Dataset rows

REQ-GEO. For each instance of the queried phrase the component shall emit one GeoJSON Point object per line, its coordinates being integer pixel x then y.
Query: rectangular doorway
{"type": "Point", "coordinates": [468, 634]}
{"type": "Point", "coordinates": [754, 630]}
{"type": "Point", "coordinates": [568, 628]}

:: Task prompt ::
Swap "doorway" for "window" everywhere it appears in the records, and reproduce the lines with nothing else altered.

:: Exercise output ::
REQ-GEO. For each instance of the queried phrase the component shall emit one GeoJSON Point object per line, its coordinates being integer pixel x then y.
Query: rectangular window
{"type": "Point", "coordinates": [468, 634]}
{"type": "Point", "coordinates": [754, 630]}
{"type": "Point", "coordinates": [568, 628]}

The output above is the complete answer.